# Excessive Smoke Level



## Javaaman (Apr 10, 2018)

New to this forum but not forums in general. Tried searching but coming up empty. Bought a GMG (and GMG pellets) and tried it this past weekend. Not sure if it's the pellets or me but I thought the grill produced excessive smoke. Is there a pellet that will produce less smoke? I realize I now own a "smoker" as opposed to a "grill" so therefore some smoke probably would be present. Just think in my case it was excessive.
Thanks in advance for your advice.


----------



## BandCollector (Apr 10, 2018)

I am not familiar with the GMG Pellet Grill but I have a Camp Chef Woodwind.

Pellet smokers take some time to get used to.  They don't follow the general rule of conventional smokers and are more of a convection grill.  

Sometimes when mine first starts up an excessive amount of smoke develops but then after a few minutes it settles down.  If yours is bellowing smoke perhaps it may be the brand of pellets you are using.  Give the Customer Service folks a call and run your issue past them.  Perhaps there may be something wrong with the heating element as well.


----------



## Javaaman (Apr 10, 2018)

Thanks for your feedback. I am going to reach out to Green Mountain customer service and see what their thoughts are.

§ SHORT EXERCISE 1: Could you reproduce, word for word, everything in the forum thread about excessive smoke from "Thanks in advance" down to "Camp Chef Woodwind."?

§ EXTRACTED ENTRIES:
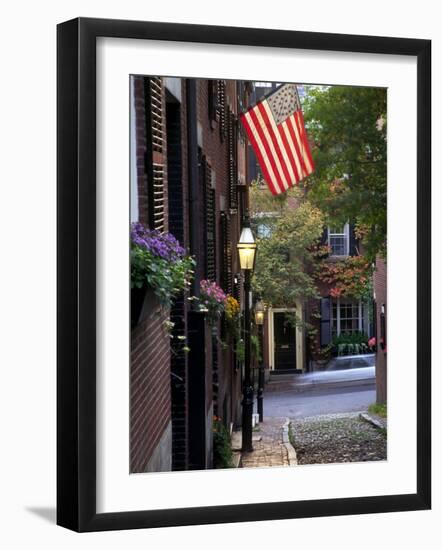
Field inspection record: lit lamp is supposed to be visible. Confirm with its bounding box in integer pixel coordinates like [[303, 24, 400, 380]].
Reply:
[[255, 300, 264, 326], [237, 226, 256, 272], [255, 300, 265, 422], [237, 213, 256, 452]]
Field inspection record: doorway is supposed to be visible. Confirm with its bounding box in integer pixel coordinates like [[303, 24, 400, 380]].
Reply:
[[273, 311, 296, 371]]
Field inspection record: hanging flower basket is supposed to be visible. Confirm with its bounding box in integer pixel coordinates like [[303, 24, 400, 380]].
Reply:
[[130, 222, 195, 326]]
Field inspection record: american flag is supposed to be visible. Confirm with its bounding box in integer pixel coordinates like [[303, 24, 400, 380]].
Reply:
[[240, 84, 314, 195]]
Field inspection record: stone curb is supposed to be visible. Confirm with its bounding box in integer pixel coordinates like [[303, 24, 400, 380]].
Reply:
[[359, 413, 387, 430], [281, 417, 298, 466], [266, 378, 376, 393]]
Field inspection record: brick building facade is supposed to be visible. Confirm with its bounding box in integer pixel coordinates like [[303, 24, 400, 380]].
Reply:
[[130, 76, 251, 473]]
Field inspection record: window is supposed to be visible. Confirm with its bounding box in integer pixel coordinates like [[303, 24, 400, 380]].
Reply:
[[332, 298, 369, 336], [328, 223, 350, 256]]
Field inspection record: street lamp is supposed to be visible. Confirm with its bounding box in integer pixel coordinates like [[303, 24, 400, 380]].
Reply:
[[255, 300, 265, 422], [237, 214, 256, 452]]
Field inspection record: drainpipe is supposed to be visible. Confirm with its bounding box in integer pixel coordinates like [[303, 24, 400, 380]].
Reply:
[[186, 78, 201, 296]]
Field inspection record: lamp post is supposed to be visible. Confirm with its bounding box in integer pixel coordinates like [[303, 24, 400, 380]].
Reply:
[[237, 214, 256, 452], [255, 300, 264, 422]]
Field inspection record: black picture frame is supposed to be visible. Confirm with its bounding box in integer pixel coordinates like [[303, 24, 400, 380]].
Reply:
[[57, 18, 431, 531]]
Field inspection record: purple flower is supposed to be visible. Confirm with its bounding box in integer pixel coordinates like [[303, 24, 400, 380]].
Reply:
[[130, 222, 186, 262]]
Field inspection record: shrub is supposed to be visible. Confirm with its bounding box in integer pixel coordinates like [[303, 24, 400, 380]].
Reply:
[[130, 222, 195, 307], [213, 416, 233, 468]]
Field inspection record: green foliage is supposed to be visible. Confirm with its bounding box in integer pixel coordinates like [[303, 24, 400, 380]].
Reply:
[[213, 416, 234, 468], [250, 334, 261, 363], [368, 403, 387, 418], [303, 86, 387, 258], [251, 194, 323, 307], [315, 256, 373, 301], [130, 243, 195, 307], [333, 331, 368, 346], [333, 331, 369, 356]]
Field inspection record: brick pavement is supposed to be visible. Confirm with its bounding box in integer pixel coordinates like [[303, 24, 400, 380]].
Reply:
[[237, 417, 294, 468]]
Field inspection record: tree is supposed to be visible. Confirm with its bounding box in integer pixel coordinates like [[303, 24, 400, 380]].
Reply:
[[250, 184, 324, 308], [303, 86, 387, 259]]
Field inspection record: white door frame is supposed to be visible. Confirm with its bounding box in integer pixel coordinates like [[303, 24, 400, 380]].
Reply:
[[268, 301, 305, 370]]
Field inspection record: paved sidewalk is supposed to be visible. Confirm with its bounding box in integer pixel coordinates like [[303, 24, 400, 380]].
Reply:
[[233, 417, 296, 468]]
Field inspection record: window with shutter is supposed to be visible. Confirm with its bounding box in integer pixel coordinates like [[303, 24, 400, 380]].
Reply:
[[207, 80, 219, 124], [144, 77, 165, 231], [204, 159, 217, 281], [148, 77, 164, 153], [150, 164, 164, 231], [227, 111, 238, 211], [320, 298, 331, 346], [217, 80, 227, 141]]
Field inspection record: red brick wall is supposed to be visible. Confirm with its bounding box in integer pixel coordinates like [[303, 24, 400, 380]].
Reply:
[[374, 258, 388, 403], [130, 297, 171, 473], [130, 77, 171, 473], [197, 80, 244, 432]]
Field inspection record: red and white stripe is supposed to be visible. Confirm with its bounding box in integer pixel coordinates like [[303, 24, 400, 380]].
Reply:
[[240, 99, 314, 195]]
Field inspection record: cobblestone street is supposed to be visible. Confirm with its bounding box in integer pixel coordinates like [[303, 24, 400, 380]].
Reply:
[[290, 413, 387, 464], [238, 417, 296, 468]]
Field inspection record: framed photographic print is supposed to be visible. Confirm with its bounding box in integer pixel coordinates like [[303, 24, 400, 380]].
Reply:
[[57, 18, 431, 531]]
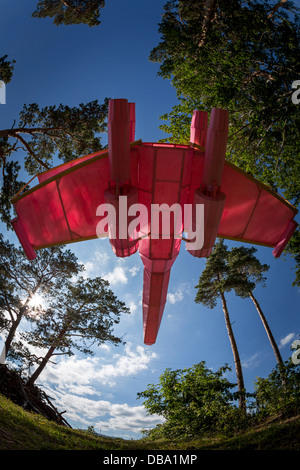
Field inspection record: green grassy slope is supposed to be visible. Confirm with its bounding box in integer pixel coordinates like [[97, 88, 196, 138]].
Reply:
[[0, 395, 300, 450]]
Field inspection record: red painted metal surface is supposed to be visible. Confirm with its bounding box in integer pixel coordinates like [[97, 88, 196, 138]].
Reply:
[[12, 100, 297, 344]]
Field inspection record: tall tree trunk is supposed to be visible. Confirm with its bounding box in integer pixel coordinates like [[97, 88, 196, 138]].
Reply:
[[3, 305, 26, 359], [27, 321, 72, 385], [27, 346, 55, 385], [220, 292, 246, 412], [249, 292, 286, 389], [1, 284, 39, 363]]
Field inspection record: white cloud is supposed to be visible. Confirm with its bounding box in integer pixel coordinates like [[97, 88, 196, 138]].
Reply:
[[279, 333, 296, 349], [242, 353, 261, 369], [40, 343, 157, 391], [128, 266, 140, 277]]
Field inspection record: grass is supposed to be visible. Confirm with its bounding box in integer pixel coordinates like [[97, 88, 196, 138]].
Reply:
[[0, 395, 300, 451]]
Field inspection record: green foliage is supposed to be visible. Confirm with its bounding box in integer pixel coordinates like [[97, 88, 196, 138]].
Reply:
[[195, 239, 254, 309], [32, 0, 105, 27], [254, 360, 300, 420], [138, 362, 246, 438], [0, 235, 83, 362], [22, 277, 129, 356], [228, 246, 270, 298], [138, 361, 300, 439]]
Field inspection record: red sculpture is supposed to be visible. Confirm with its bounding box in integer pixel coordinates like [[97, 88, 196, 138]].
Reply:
[[12, 99, 298, 344]]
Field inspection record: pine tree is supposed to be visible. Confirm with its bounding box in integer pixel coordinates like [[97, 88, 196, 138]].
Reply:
[[32, 0, 105, 27], [195, 240, 246, 411]]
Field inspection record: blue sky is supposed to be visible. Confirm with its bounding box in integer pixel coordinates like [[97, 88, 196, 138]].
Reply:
[[0, 0, 300, 438]]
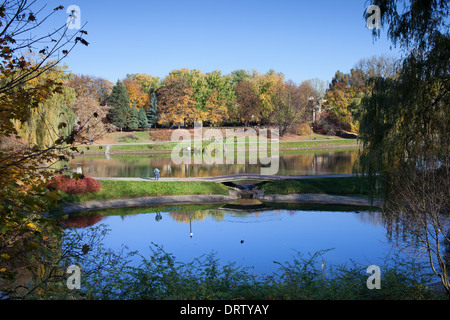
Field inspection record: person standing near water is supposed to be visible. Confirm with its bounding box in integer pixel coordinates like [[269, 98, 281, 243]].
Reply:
[[153, 168, 161, 180]]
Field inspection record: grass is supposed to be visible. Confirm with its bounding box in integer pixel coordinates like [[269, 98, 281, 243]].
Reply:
[[61, 177, 367, 203], [71, 138, 358, 154], [258, 177, 368, 197], [61, 180, 228, 203]]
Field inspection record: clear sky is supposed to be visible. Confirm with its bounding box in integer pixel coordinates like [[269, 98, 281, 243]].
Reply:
[[47, 0, 399, 83]]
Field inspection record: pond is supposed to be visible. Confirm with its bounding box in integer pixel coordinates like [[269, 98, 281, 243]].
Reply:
[[68, 204, 414, 274], [69, 149, 359, 178]]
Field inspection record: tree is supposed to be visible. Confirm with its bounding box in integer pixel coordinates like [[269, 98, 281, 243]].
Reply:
[[205, 90, 228, 126], [147, 92, 159, 128], [67, 75, 113, 106], [109, 81, 130, 131], [157, 77, 197, 126], [271, 80, 314, 137], [0, 0, 88, 299], [131, 73, 161, 95], [360, 0, 450, 294], [123, 78, 150, 108], [138, 107, 149, 131], [236, 79, 261, 126], [72, 95, 113, 142], [126, 105, 139, 130]]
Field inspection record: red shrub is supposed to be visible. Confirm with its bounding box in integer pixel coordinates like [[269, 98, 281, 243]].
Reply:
[[47, 175, 102, 194]]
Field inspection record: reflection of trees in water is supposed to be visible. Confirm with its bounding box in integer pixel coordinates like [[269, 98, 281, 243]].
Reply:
[[64, 214, 103, 228], [70, 150, 358, 177]]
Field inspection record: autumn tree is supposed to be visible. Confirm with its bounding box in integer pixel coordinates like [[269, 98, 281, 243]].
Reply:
[[72, 95, 114, 142], [123, 78, 150, 108], [236, 79, 261, 126], [271, 80, 314, 137], [205, 91, 228, 126], [109, 81, 130, 131], [138, 107, 150, 131], [147, 92, 159, 128], [0, 0, 88, 299], [127, 73, 161, 95], [67, 75, 113, 106], [157, 77, 197, 126]]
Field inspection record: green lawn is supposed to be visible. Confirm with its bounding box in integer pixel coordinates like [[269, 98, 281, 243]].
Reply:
[[61, 180, 228, 202], [77, 139, 358, 154], [259, 177, 367, 197]]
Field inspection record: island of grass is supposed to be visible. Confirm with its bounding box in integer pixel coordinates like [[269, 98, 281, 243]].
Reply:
[[60, 180, 229, 203], [60, 176, 376, 203]]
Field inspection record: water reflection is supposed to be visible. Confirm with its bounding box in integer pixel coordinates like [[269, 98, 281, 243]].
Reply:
[[68, 207, 400, 273], [69, 150, 358, 178]]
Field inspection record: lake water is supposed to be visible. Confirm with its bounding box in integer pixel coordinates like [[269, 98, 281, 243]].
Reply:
[[68, 206, 408, 274], [69, 150, 358, 178]]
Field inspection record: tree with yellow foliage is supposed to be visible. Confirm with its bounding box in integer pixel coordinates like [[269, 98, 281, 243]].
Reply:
[[0, 0, 88, 299]]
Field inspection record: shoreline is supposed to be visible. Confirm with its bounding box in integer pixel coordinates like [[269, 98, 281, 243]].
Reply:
[[63, 192, 381, 214]]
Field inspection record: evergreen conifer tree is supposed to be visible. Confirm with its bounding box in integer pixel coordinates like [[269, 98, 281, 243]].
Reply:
[[126, 105, 139, 130]]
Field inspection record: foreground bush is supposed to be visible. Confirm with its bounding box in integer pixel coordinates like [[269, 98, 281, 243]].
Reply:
[[47, 175, 102, 194], [60, 226, 445, 300], [4, 225, 446, 300]]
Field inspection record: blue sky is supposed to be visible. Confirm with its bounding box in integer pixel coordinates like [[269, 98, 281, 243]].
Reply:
[[48, 0, 399, 83]]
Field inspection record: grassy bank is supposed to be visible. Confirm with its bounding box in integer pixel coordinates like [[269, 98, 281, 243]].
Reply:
[[57, 177, 367, 203], [73, 139, 358, 154], [61, 181, 228, 203], [258, 177, 368, 197]]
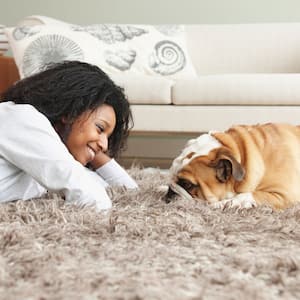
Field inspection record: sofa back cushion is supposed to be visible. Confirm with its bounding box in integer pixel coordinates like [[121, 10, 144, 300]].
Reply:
[[186, 23, 300, 75]]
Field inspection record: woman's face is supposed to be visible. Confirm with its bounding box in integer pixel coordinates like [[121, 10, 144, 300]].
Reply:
[[65, 104, 116, 166]]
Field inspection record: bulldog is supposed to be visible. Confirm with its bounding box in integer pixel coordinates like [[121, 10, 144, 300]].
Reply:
[[166, 123, 300, 209]]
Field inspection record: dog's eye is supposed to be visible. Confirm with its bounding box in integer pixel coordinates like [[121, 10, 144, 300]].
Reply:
[[177, 178, 197, 191]]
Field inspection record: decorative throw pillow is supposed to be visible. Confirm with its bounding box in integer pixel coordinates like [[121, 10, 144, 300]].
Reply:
[[0, 24, 8, 55], [6, 18, 196, 79]]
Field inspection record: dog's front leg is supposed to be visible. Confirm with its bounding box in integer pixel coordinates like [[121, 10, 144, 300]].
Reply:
[[212, 193, 257, 209]]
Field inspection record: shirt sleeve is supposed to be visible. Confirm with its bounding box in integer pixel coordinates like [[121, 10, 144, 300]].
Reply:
[[96, 159, 138, 189], [0, 103, 111, 210]]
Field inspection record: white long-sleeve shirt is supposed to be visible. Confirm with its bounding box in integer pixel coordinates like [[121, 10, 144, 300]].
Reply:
[[0, 102, 137, 210]]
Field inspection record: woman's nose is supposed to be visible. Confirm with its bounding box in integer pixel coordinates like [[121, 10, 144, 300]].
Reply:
[[98, 134, 108, 152]]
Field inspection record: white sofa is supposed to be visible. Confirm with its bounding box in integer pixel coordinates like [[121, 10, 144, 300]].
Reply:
[[132, 23, 300, 132], [4, 16, 300, 133]]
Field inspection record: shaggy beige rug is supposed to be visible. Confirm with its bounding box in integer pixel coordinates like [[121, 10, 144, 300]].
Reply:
[[0, 168, 300, 300]]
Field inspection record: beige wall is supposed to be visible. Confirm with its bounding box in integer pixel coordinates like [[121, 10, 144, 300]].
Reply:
[[0, 0, 300, 26]]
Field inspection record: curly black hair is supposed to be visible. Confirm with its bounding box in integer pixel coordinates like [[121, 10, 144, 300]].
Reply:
[[1, 61, 133, 157]]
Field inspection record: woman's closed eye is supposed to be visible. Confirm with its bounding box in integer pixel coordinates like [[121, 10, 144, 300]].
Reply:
[[96, 124, 105, 133]]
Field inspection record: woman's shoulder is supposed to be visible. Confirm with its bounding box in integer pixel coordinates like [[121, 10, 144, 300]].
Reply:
[[0, 101, 48, 123]]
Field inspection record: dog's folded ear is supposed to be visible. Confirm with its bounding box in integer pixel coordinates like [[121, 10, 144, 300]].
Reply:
[[210, 149, 245, 182]]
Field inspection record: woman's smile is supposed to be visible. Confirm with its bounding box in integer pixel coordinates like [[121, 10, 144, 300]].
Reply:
[[66, 104, 116, 165]]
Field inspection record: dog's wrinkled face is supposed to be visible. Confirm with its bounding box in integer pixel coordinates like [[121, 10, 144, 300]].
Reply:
[[166, 134, 244, 203]]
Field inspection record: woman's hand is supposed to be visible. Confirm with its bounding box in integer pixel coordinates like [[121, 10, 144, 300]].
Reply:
[[90, 151, 111, 170]]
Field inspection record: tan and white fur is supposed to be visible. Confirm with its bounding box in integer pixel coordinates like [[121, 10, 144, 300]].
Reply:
[[167, 123, 300, 209]]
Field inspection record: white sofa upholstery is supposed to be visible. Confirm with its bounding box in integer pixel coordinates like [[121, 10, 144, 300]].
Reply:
[[124, 23, 300, 132], [4, 16, 300, 133]]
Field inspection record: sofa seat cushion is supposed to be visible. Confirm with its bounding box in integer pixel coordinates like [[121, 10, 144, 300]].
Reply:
[[172, 73, 300, 105], [110, 74, 174, 104]]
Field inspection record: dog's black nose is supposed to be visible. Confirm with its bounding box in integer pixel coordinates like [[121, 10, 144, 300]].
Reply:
[[163, 187, 177, 203]]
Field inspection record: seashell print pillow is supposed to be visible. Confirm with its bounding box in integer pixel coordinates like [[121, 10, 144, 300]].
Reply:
[[0, 24, 9, 55], [6, 17, 196, 79]]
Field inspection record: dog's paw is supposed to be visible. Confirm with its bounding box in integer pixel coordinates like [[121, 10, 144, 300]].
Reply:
[[212, 193, 257, 210]]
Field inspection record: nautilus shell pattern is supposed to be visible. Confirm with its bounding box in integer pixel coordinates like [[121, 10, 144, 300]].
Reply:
[[104, 50, 136, 71], [154, 24, 184, 36], [13, 26, 40, 41], [22, 34, 84, 77], [72, 24, 148, 44], [149, 40, 186, 75]]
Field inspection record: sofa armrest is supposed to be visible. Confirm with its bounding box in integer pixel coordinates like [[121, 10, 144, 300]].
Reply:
[[0, 55, 20, 93]]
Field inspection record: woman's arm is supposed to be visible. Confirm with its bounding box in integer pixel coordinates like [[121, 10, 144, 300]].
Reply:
[[0, 102, 111, 209], [91, 152, 138, 188]]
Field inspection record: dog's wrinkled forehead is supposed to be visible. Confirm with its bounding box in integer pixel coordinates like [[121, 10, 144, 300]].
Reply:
[[170, 134, 221, 175]]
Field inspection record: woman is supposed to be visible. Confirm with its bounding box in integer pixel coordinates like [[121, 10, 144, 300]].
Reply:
[[0, 61, 137, 209]]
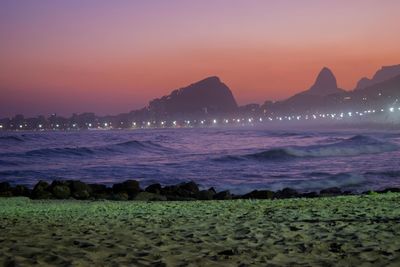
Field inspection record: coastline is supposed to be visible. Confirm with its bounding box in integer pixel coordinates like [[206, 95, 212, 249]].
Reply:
[[0, 180, 400, 201], [0, 193, 400, 266]]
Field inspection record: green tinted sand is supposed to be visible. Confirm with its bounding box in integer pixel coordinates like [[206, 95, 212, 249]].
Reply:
[[0, 193, 400, 266]]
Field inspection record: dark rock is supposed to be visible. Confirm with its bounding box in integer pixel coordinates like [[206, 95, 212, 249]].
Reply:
[[214, 190, 232, 200], [148, 77, 237, 116], [306, 67, 343, 96], [218, 249, 238, 256], [0, 182, 11, 193], [178, 181, 199, 195], [377, 187, 400, 193], [319, 187, 342, 197], [12, 185, 31, 197], [69, 180, 92, 199], [50, 181, 71, 199], [73, 240, 95, 248], [241, 190, 275, 199], [355, 65, 400, 90], [134, 192, 167, 201], [196, 188, 216, 200], [31, 180, 53, 199], [113, 180, 140, 197], [161, 182, 199, 200], [144, 184, 162, 194], [111, 192, 129, 201], [300, 192, 319, 198], [275, 187, 299, 198], [88, 184, 112, 199], [0, 191, 13, 197]]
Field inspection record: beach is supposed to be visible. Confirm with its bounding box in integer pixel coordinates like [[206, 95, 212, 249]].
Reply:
[[0, 193, 400, 266]]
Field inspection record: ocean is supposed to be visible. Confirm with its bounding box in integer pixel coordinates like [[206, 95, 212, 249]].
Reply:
[[0, 127, 400, 193]]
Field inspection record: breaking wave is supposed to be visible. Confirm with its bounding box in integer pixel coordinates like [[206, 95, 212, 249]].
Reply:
[[241, 135, 398, 160], [0, 135, 24, 142], [3, 140, 170, 157]]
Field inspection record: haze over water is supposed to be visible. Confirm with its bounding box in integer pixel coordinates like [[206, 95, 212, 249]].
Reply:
[[0, 127, 400, 193]]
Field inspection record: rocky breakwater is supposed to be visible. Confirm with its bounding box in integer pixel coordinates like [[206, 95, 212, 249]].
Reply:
[[0, 180, 400, 201]]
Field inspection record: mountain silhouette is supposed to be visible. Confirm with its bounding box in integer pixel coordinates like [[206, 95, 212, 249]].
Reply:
[[354, 64, 400, 90], [148, 76, 238, 116], [303, 67, 343, 96], [263, 67, 345, 114]]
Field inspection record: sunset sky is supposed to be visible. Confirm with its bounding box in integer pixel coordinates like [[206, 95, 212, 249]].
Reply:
[[0, 0, 400, 117]]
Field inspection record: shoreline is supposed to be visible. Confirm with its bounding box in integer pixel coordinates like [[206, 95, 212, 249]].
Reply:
[[0, 180, 400, 201], [0, 193, 400, 267]]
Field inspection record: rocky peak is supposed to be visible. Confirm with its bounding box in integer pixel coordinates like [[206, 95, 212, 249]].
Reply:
[[355, 64, 400, 90], [307, 67, 341, 95]]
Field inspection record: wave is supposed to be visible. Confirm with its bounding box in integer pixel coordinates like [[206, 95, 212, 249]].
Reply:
[[2, 140, 171, 157], [0, 135, 25, 142], [365, 170, 400, 178], [224, 135, 398, 160]]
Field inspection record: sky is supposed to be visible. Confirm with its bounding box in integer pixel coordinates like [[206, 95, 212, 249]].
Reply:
[[0, 0, 400, 117]]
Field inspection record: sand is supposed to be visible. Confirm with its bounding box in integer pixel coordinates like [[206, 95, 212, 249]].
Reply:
[[0, 193, 400, 266]]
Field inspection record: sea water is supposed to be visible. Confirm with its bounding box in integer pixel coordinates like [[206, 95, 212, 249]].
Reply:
[[0, 127, 400, 193]]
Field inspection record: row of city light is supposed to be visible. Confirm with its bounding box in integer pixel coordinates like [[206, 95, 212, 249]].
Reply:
[[0, 107, 400, 129]]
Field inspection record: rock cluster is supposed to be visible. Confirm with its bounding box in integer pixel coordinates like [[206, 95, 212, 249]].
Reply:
[[0, 180, 400, 201]]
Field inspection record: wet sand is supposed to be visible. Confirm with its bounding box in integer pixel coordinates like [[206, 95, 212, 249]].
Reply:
[[0, 193, 400, 266]]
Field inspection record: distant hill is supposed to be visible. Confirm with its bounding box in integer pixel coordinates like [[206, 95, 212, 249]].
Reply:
[[354, 64, 400, 90], [262, 67, 346, 114], [148, 76, 238, 117], [302, 67, 343, 96]]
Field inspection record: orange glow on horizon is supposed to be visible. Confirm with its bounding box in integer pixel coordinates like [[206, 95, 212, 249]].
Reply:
[[0, 0, 400, 117]]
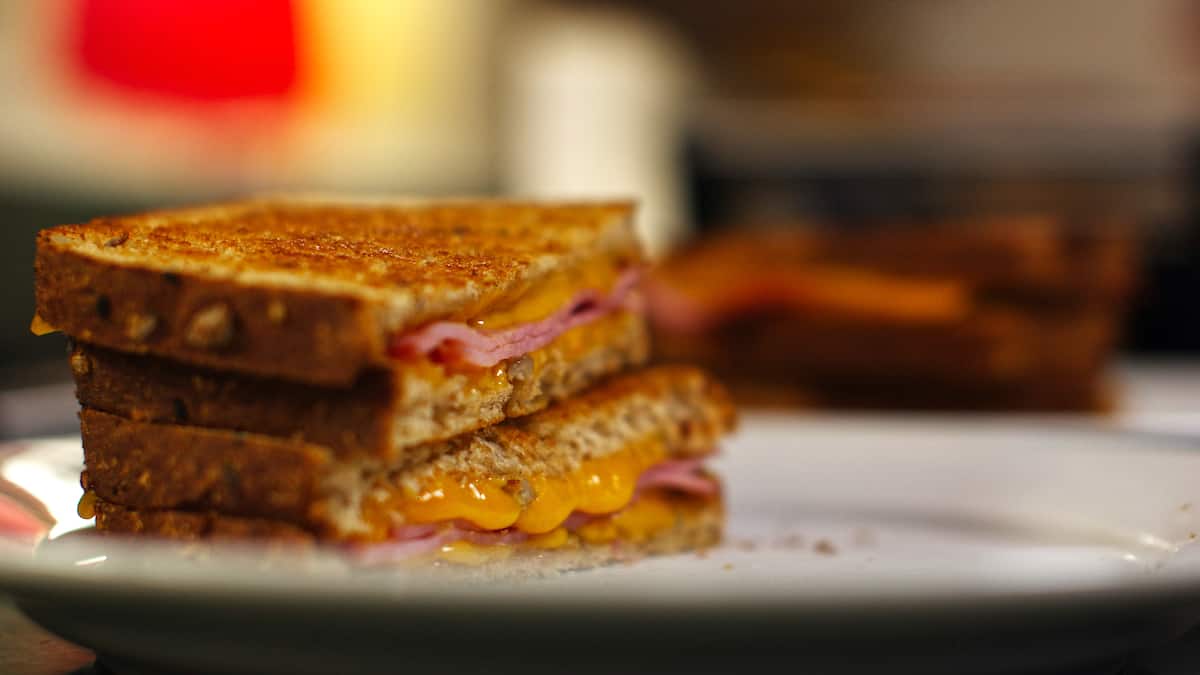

§ SHORT EXERCISE 2: Could you rewrite the entries from the line containing "Field inspection record: mountain" down to the line containing "[[0, 180, 400, 201], [0, 193, 400, 267]]", renaming "shoreline" as "coastline" and changing nothing else, and return only those lines?

§ WRITTEN ANSWER 1:
Thanks in advance for your advice.


----------



## BandCollector (Apr 10, 2018)

I am not familiar with the GMG Pellet Grill but I have a Camp Chef Woodwind.

§ WRITTEN ANSWER 2:
Field inspection record: mountain silhouette is supposed to be visible. Confirm with its bounding box in integer pixel coordinates like [[206, 95, 212, 249]].
Reply:
[[354, 64, 400, 90], [148, 76, 238, 116], [303, 67, 343, 96], [263, 67, 345, 114]]
Field inspection record: sunset sky is supposed to be visible. Confirm with its bounding box in integer pixel coordinates like [[206, 95, 212, 249]].
Reply:
[[0, 0, 400, 117]]
Field inspection record: coastline is supposed to be visible. Confirm with its bounding box in integer pixel coordinates like [[206, 95, 212, 249]].
Reply:
[[0, 180, 400, 201], [0, 193, 400, 267]]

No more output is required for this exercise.